Try it: All lines from the one containing "Please place a point on the wooden" to the end of the entries below must be output exactly, and no other lines.

====== Dataset excerpts ======

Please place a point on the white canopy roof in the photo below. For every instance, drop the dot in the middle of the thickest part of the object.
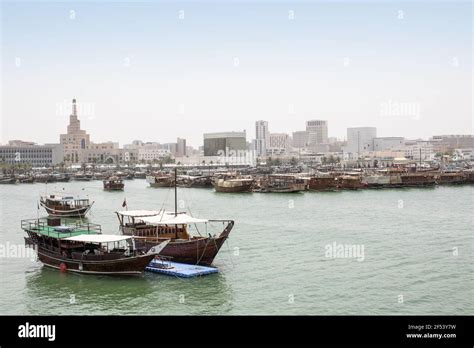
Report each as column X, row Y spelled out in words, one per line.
column 139, row 213
column 170, row 219
column 98, row 238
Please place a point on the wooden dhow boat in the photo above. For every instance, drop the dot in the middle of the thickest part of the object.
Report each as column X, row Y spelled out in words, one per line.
column 82, row 248
column 233, row 185
column 281, row 183
column 162, row 180
column 151, row 227
column 67, row 206
column 114, row 183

======

Exercise output:
Please place a point on the wooden dhow boat in the photo above. For every instance, drop the dot in the middle of the thickest part of the object.
Report each as column X, row Y spelled out in words, one per line.
column 82, row 248
column 233, row 185
column 281, row 183
column 162, row 180
column 151, row 227
column 67, row 206
column 114, row 183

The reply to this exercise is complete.